[Data records]
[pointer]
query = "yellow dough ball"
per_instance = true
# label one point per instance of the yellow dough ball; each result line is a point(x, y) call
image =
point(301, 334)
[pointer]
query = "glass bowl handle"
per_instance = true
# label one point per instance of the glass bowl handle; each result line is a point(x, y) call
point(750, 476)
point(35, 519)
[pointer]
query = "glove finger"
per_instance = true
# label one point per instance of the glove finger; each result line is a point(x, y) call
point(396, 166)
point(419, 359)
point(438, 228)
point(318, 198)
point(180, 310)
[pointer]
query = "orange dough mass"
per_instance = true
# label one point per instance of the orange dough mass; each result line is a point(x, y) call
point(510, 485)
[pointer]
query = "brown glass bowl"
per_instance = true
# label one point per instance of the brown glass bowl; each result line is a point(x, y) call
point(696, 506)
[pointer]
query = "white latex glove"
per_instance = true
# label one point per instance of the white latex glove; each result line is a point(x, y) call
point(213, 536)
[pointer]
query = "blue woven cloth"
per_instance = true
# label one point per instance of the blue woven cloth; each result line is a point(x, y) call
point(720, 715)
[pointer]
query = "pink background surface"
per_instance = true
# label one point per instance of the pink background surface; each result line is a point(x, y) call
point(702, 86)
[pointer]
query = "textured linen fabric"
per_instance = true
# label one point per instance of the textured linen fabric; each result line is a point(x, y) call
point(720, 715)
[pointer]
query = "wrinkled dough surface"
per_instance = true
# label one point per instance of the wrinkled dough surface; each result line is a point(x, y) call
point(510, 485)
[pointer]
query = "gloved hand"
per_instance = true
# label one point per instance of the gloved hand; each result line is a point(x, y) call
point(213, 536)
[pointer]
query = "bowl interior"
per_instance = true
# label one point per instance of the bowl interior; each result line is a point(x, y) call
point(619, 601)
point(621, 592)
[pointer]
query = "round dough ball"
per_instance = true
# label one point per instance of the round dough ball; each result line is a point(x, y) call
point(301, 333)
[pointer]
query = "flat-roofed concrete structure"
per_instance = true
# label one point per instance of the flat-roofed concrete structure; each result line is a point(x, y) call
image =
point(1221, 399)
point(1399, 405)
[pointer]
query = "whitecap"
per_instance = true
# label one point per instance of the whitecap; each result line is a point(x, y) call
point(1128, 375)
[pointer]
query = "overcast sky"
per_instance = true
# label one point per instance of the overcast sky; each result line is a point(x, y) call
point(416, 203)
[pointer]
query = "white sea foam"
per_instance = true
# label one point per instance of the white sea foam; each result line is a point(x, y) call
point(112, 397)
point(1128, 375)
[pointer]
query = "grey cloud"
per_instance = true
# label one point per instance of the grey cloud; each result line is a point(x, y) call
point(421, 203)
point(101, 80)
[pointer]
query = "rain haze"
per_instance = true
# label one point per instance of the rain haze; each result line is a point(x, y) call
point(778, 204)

Required work
What is needed is an exact copy of all the records.

Written response
[pointer]
query = "yellow dough ball"
per_instance = true
# label one point per instance of the yellow dough ball; each result line is a point(x, y) call
image =
point(301, 334)
[pointer]
query = "glass bowl handle"
per_instance = true
# label one point per instance of the glass bowl handle; each result line is a point(x, y) call
point(750, 476)
point(35, 519)
[pointer]
query = "glove finger"
per_instance = true
# label one point per instance of the glove finger; each result line is a point(x, y) call
point(396, 166)
point(419, 359)
point(438, 228)
point(318, 198)
point(180, 310)
[pointer]
query = "orange dough mass"
per_instance = true
# label one point per instance of the orange dough mass; each result line is a point(x, y) call
point(510, 485)
[pointer]
query = "brown glass bowl"
per_instance = true
# label one point per instance of the brown glass bowl; each result line is a point(x, y) call
point(696, 506)
[pointer]
query = "white latex glove"
per_instance = true
# label one point per instance of the white latex glove; each result line is a point(x, y) call
point(213, 536)
[pointer]
query = "blue woven cloth"
per_instance = true
# label one point per instance of the blue woven cloth; each result line is a point(x, y) call
point(720, 715)
[pointer]
query = "pink background surface"
per_instance = true
# label one point per instance of the pink background surface; each result line is a point(x, y) call
point(702, 86)
[pointer]
query = "textured linen fabric"
per_instance = true
# label one point per instance of the textured linen fabric; each result line is a point(x, y) call
point(720, 715)
[pointer]
query = "wrinkled dough surface"
per_instance = true
# label one point per instance of the wrinkled dough surface; each result line is a point(x, y) call
point(510, 485)
[pointer]
query = "gloved hand"
per_instance = true
# label one point per instance of the gloved hand; each result line is a point(x, y) call
point(213, 536)
[pointer]
query = "bowl interior"
per_instance = true
# label one point per instance of the bowl interior; each result line is a point(x, y) call
point(619, 601)
point(621, 592)
[pointer]
query = "round dough ball"
per_instance = true
# label one point per instance of the round dough ball; each result line is a point(x, y) call
point(301, 333)
[pointer]
query = "flat-roofed concrete structure"
per_instance = true
# label one point per instance of the flat-roofed concrete structure; each result line is a point(x, y) call
image =
point(1221, 399)
point(1399, 405)
[pointer]
query = "whitecap"
per_instance = true
# label one point per instance of the whitecap; each result line is a point(x, y) call
point(1128, 375)
[pointer]
query = "overcast sky"
per_instance = true
# label one point per instance of the overcast sky; each result line is a point(x, y) call
point(416, 203)
[pointer]
query = "white sea foam"
per_instance = true
# label one point per instance of the white sea foam; each result line is a point(x, y) call
point(112, 397)
point(1128, 375)
[pointer]
query = "grey cloud"
per_instance = true
# label one point per instance of the grey cloud; each result line is a point(x, y) call
point(421, 203)
point(101, 80)
[pointer]
query = "rain haze"
per_instance = true
# label one point per instance of the rain haze; each result line is a point(x, y) call
point(778, 204)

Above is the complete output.